The Brazilian rain forest is a home to a slew of birds of all shapes, sizes and coloring – some 1,700 species to be more precise. One of such bird is the goofy looking toucan, which can be easily recognized by its extremely long beak which can reach half the size of the bird’s body. Human intervention in the area through deforestation, hunting, farming and other pesky activities have led to a loss of habitat for many inhabitants of the rain forest. Scientists studying these effects have recognized a number of consequences, most of them dire, but a recent study hints yet again how intertwined everything is in an ecosystem, especially as vast as the Brazilian rain forest.
The forest’s dominant palm tree is the jucara (Euterpe edulis), which comes in two major varieties: one that makes small seeds, the other makes big seeds. To spread, grow and repopulate the forest, the jucara relies on birds who eat the seeds and then defecate them through out the woods, which then grow into new trees after germination. Its the toucans who give jucara palms with large seeds a reproductive edge and, most importantly, they’re the only ones that can. The marble-sized seeds are too big for any other bird other than the jucara to swallow. So as the toucans disappeared, the palms that made big seeds were out of luck — no seed dispersers.
“The extinction of large birds changed the evolution of this palm,” says Mauro Galetti, a biologist at the Estadual Paulista University in Brazil.
How can they be sure? Well, the researchers first ruled out other possibilities for the decline in large seed jucara, like soil quality or other seed dispersion, but the evolutionary change was too strongly correlated with areas where toucans were scarcest to ignore.
So, what just happened? Yet again, humans, through indirect action, altered the genetic makeup of a wild palm tree population in a mere century. This wouldn’t be such a big deal, though, if the small seed jucara were actually better than the large seed jucara. They dry up and die faster than big ones in hot, dry weather, and as rain forest heats up, many parts of Brazil’s rain forest will become ever hotter and drier, which could yet again trigger events in the chain that might further amplify damage.
“The impacts on the forest could be quite dramatic because several animal species … rely on this palm for food,” Galetti said.
Findings were reported in the journal Science.

→ To do: According to the passage on toucans and jucara palms, about how many bird species live in the Brazilian rain forest? The records that follow were taken from a separate source.

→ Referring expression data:
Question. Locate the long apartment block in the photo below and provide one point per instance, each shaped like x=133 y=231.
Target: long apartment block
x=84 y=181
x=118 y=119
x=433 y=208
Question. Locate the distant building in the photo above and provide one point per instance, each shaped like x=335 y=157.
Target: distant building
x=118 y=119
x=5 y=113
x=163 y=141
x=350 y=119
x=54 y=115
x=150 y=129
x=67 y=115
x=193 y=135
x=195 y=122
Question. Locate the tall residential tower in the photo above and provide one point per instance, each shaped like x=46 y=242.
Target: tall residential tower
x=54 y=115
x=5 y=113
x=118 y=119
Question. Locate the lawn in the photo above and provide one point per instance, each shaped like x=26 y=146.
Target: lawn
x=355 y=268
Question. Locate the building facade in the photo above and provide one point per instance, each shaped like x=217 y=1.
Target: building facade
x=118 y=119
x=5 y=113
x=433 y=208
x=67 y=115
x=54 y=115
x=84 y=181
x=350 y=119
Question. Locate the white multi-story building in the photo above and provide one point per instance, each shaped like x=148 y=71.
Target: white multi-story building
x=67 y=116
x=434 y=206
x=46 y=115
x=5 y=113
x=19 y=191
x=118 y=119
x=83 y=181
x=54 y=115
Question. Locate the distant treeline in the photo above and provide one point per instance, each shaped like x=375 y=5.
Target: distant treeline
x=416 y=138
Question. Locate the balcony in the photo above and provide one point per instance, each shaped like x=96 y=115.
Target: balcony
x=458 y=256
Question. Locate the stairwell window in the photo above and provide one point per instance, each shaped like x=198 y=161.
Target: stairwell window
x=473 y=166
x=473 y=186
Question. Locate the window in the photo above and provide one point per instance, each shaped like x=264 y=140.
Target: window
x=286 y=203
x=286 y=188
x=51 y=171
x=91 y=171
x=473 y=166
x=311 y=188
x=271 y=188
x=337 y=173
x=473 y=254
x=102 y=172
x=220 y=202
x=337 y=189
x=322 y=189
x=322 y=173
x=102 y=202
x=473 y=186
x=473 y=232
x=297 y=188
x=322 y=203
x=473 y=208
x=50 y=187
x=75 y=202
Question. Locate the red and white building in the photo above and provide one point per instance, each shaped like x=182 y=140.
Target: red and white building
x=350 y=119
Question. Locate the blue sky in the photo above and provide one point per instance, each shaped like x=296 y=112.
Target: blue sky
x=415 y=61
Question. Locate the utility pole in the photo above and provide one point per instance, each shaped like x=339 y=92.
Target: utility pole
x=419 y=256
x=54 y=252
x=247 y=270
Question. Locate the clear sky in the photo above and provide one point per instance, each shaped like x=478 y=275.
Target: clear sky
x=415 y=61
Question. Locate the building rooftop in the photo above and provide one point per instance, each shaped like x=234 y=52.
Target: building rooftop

→ Problem solution: Some 1,700 species.